-- EXERCISE --
Return every entry exactly as written, with the pictures removed.

START EXCERPTED RECORDS

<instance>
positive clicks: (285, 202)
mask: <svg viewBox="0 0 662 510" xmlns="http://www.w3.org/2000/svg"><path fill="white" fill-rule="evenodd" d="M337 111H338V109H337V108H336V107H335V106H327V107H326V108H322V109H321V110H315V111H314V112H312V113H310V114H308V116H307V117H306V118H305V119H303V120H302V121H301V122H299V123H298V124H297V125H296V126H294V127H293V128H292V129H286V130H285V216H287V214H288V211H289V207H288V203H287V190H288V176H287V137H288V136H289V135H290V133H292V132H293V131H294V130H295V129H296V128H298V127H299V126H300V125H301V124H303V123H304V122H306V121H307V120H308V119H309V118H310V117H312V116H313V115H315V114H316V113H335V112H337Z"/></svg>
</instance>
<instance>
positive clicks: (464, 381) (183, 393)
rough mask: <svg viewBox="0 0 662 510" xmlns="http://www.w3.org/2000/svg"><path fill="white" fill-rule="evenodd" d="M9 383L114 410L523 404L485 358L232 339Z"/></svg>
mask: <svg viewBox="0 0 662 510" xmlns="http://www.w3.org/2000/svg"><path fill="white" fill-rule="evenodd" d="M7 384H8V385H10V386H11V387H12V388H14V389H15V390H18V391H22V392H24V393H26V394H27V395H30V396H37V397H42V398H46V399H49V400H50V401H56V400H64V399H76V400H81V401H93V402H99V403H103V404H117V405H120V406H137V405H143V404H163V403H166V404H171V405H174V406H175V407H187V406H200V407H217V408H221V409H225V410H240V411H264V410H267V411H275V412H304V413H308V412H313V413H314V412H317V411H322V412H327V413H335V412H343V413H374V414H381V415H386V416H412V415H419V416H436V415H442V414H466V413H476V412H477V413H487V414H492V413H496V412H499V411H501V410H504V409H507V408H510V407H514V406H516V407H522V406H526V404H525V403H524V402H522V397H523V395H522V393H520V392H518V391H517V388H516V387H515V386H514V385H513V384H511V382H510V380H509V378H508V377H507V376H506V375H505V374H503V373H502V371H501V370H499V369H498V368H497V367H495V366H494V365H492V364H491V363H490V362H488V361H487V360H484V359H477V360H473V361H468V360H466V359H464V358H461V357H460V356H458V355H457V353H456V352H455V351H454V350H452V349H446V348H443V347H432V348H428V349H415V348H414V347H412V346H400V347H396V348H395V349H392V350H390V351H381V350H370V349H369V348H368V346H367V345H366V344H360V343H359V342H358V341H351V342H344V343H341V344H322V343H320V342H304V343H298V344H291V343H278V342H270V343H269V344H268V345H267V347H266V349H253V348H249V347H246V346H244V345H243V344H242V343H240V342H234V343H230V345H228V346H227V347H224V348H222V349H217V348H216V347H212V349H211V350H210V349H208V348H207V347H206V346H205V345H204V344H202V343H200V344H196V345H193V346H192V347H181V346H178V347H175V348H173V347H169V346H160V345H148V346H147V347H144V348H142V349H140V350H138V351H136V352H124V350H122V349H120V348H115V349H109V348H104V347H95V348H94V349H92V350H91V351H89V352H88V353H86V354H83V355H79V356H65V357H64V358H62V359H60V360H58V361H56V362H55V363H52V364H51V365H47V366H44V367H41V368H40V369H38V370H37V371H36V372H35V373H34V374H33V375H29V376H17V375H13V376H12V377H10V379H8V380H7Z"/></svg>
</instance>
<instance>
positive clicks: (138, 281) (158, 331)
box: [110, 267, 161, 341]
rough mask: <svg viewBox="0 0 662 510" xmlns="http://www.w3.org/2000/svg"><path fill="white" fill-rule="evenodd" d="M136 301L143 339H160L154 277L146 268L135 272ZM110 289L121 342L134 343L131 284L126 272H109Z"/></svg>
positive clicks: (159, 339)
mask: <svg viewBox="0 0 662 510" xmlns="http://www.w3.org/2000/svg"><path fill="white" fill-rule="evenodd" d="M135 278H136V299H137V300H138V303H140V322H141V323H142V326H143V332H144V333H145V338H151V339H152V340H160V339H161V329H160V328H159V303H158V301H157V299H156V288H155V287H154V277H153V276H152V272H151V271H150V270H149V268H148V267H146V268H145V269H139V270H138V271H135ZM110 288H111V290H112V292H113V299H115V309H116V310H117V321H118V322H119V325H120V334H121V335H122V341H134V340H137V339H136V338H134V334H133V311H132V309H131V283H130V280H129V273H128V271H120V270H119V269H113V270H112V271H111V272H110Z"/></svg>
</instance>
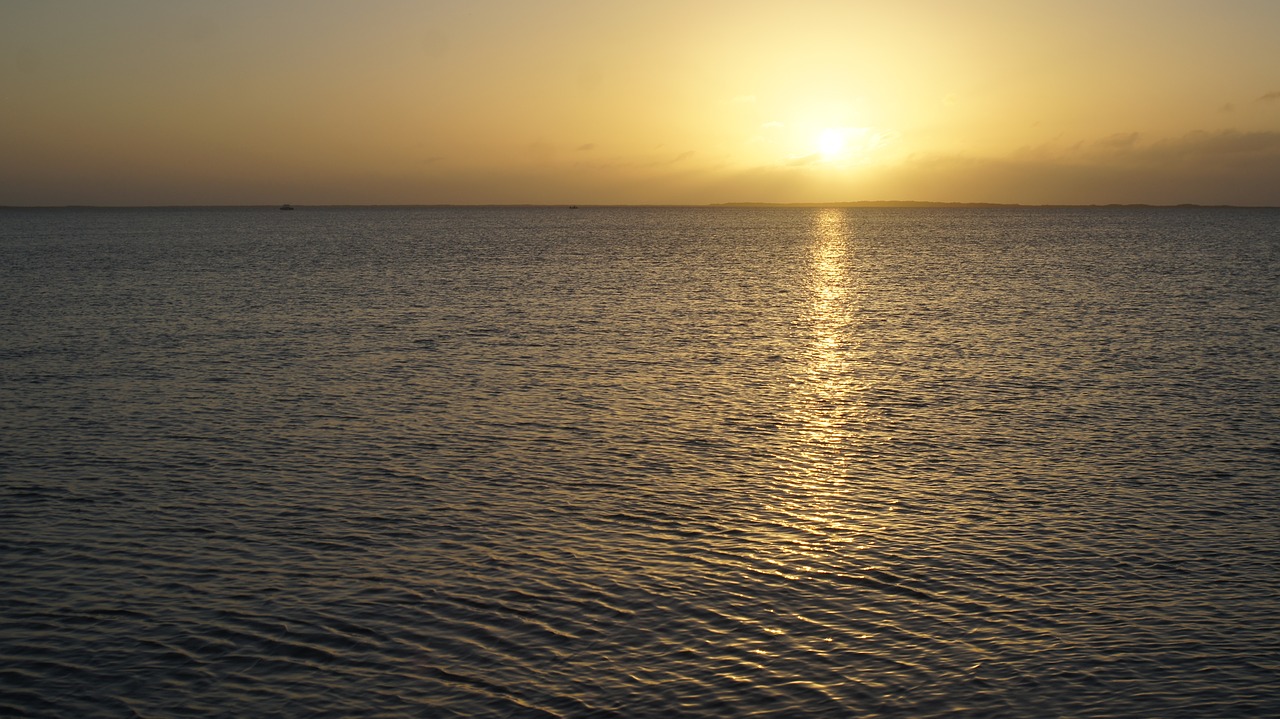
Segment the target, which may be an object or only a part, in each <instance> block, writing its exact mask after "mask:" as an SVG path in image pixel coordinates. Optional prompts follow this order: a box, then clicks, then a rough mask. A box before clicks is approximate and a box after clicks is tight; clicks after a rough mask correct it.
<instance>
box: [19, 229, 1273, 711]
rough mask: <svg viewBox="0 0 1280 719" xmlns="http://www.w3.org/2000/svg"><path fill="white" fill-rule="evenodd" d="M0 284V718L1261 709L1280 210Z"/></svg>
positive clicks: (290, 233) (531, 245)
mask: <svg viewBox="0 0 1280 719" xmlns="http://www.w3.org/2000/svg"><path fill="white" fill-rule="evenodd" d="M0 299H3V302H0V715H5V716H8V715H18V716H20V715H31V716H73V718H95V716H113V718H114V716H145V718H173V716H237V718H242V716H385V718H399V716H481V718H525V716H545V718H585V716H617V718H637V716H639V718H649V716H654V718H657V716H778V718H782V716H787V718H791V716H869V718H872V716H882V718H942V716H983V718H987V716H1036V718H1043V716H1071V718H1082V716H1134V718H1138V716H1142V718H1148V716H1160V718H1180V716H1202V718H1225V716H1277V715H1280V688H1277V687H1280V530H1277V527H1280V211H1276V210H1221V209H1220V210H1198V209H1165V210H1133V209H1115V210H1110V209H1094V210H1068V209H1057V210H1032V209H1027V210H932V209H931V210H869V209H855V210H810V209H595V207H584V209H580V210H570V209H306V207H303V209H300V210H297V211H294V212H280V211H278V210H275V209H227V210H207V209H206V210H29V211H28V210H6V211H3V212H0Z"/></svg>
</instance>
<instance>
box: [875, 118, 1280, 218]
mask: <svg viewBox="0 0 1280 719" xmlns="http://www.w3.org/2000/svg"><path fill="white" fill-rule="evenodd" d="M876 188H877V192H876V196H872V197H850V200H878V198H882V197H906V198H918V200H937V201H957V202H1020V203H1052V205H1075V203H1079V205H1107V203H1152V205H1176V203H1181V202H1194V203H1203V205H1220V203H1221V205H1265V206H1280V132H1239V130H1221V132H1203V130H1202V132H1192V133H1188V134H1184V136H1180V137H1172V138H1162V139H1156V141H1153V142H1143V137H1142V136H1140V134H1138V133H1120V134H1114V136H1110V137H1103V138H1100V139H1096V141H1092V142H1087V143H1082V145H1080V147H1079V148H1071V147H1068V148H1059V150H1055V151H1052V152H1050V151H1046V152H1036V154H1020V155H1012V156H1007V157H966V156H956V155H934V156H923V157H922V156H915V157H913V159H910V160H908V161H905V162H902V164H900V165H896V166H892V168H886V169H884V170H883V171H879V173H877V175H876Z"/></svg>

END EXCERPTED RECORDS

-- PROBLEM SOLUTION --
<instance>
positive clicks: (285, 202)
mask: <svg viewBox="0 0 662 510" xmlns="http://www.w3.org/2000/svg"><path fill="white" fill-rule="evenodd" d="M337 111H338V109H337V108H336V107H335V106H327V107H326V108H322V109H321V110H315V111H314V112H312V113H310V114H308V116H307V117H306V118H305V119H303V120H302V121H301V122H299V123H298V124H297V125H296V126H294V127H293V128H292V129H286V130H285V216H287V214H288V211H289V207H288V203H287V190H288V176H287V137H288V136H289V135H290V133H292V132H293V131H294V130H295V129H296V128H298V127H299V126H300V125H301V124H303V123H304V122H306V121H307V120H308V119H309V118H310V117H312V116H313V115H315V114H316V113H335V112H337Z"/></svg>
</instance>
<instance>
positive clicks: (464, 381) (183, 393)
rough mask: <svg viewBox="0 0 662 510" xmlns="http://www.w3.org/2000/svg"><path fill="white" fill-rule="evenodd" d="M9 383L114 410L523 404L485 358L232 339Z"/></svg>
mask: <svg viewBox="0 0 662 510" xmlns="http://www.w3.org/2000/svg"><path fill="white" fill-rule="evenodd" d="M7 384H8V385H10V386H11V387H12V388H14V389H15V390H18V391H22V392H24V393H26V394H27V395H30V396H37V397H42V398H46V399H49V400H50V401H56V400H64V399H76V400H81V401H93V402H99V403H103V404H117V405H120V406H137V405H143V404H163V403H166V404H171V405H174V406H175V407H187V406H200V407H217V408H221V409H225V410H240V411H264V410H267V411H275V412H304V413H308V412H313V413H314V412H317V411H322V412H327V413H335V412H343V413H374V414H381V415H386V416H412V415H419V416H436V415H442V414H466V413H476V412H477V413H487V414H492V413H496V412H499V411H501V410H504V409H507V408H510V407H514V406H516V407H522V406H526V404H525V403H524V402H522V397H523V395H522V393H520V392H518V391H517V388H516V387H515V386H514V385H513V384H511V382H510V380H509V378H508V377H507V376H506V375H505V374H503V373H502V371H501V370H499V369H498V368H497V367H495V366H494V365H492V364H491V363H490V362H488V361H487V360H484V359H477V360H473V361H468V360H466V359H464V358H461V357H460V356H458V355H457V353H456V352H455V351H454V350H452V349H446V348H443V347H432V348H428V349H415V348H414V347H412V346H400V347H396V348H395V349H392V350H390V351H381V350H370V349H369V348H368V346H367V345H366V344H360V343H359V342H358V341H351V342H344V343H341V344H322V343H320V342H304V343H298V344H291V343H278V342H270V343H269V344H268V345H267V347H266V349H253V348H249V347H246V346H244V345H243V344H242V343H240V342H234V343H230V345H228V346H227V347H224V348H222V349H217V348H216V347H212V349H211V350H210V349H208V348H207V347H206V346H205V345H204V344H202V343H200V344H196V345H193V346H192V347H181V346H178V347H175V348H173V347H169V346H160V345H148V346H147V347H144V348H142V349H140V350H138V351H136V352H124V350H122V349H120V348H115V349H109V348H104V347H95V348H94V349H92V350H91V351H89V352H88V353H86V354H83V355H79V356H65V357H64V358H62V359H60V360H58V361H56V362H55V363H52V364H51V365H47V366H44V367H41V368H40V369H38V370H37V371H36V372H35V373H34V374H33V375H29V376H17V375H13V376H12V377H10V379H8V380H7Z"/></svg>
</instance>
<instance>
positive clicks: (138, 281) (158, 331)
box: [110, 267, 161, 341]
rough mask: <svg viewBox="0 0 662 510" xmlns="http://www.w3.org/2000/svg"><path fill="white" fill-rule="evenodd" d="M136 301L143 339H160L154 277L146 268L135 272ZM110 289L121 342L134 343L131 284L126 272H109Z"/></svg>
positive clicks: (159, 339)
mask: <svg viewBox="0 0 662 510" xmlns="http://www.w3.org/2000/svg"><path fill="white" fill-rule="evenodd" d="M135 278H136V299H137V300H138V303H140V322H141V323H142V326H143V332H144V333H145V338H151V339H152V340H160V339H161V329H160V328H159V303H158V301H157V299H156V288H155V287H154V277H153V276H152V272H151V271H150V270H149V268H148V267H146V268H145V269H139V270H138V271H135ZM110 288H111V290H112V292H113V299H115V309H116V310H117V321H118V322H119V325H120V334H121V335H122V341H134V340H137V339H136V338H134V334H133V311H132V309H131V283H130V280H129V273H128V271H120V270H119V269H113V270H112V271H111V272H110Z"/></svg>
</instance>
Segment the target, which may be an object or only a part, in each <instance> block, writing its exact mask after "mask:" as an SVG path in image pixel coordinates. Optional prompts follow this order: a box, then clicks, then a rough mask. A box before clicks is approximate and a box after clicks is tight; clicks after a rough mask correct it.
<instance>
box: [19, 229, 1273, 711]
rough mask: <svg viewBox="0 0 1280 719" xmlns="http://www.w3.org/2000/svg"><path fill="white" fill-rule="evenodd" d="M0 284V718L1261 709L1280 210Z"/></svg>
positive clicks: (290, 233) (531, 245)
mask: <svg viewBox="0 0 1280 719" xmlns="http://www.w3.org/2000/svg"><path fill="white" fill-rule="evenodd" d="M0 299H3V302H0V715H5V716H8V715H18V716H20V715H31V716H73V718H95V716H113V718H114V716H145V718H173V716H237V718H242V716H385V718H399V716H481V718H525V716H545V718H585V716H617V718H637V716H639V718H649V716H654V718H657V716H778V718H782V716H787V718H791V716H869V718H872V716H882V718H942V716H983V718H987V716H1036V718H1043V716H1071V718H1082V716H1134V718H1138V716H1142V718H1148V716H1160V718H1180V716H1202V718H1225V716H1277V715H1280V688H1277V687H1280V530H1277V527H1280V211H1276V210H1221V209H1220V210H1198V209H1165V210H1133V209H1115V210H1110V209H1094V210H1068V209H1057V210H1032V209H1027V210H932V209H931V210H869V209H855V210H810V209H595V207H584V209H580V210H570V209H306V207H303V209H300V210H297V211H294V212H280V211H278V210H275V209H227V210H207V209H206V210H29V211H28V210H6V211H3V212H0Z"/></svg>
</instance>
<instance>
box: [875, 118, 1280, 218]
mask: <svg viewBox="0 0 1280 719" xmlns="http://www.w3.org/2000/svg"><path fill="white" fill-rule="evenodd" d="M876 188H877V192H876V196H872V197H850V200H878V198H882V197H906V198H918V200H937V201H957V202H1020V203H1052V205H1075V203H1079V205H1107V203H1152V205H1176V203H1181V202H1194V203H1203V205H1220V203H1221V205H1265V206H1280V132H1239V130H1221V132H1203V130H1202V132H1192V133H1188V134H1184V136H1180V137H1172V138H1162V139H1156V141H1153V142H1143V137H1142V136H1140V134H1138V133H1120V134H1114V136H1110V137H1103V138H1100V139H1096V141H1092V142H1087V143H1082V145H1080V147H1079V148H1071V147H1068V148H1059V150H1055V151H1052V152H1050V151H1046V152H1036V154H1020V155H1012V156H1007V157H966V156H956V155H934V156H923V157H922V156H915V157H913V159H910V160H908V161H905V162H902V164H900V165H896V166H892V168H886V169H884V170H883V171H879V173H877V175H876Z"/></svg>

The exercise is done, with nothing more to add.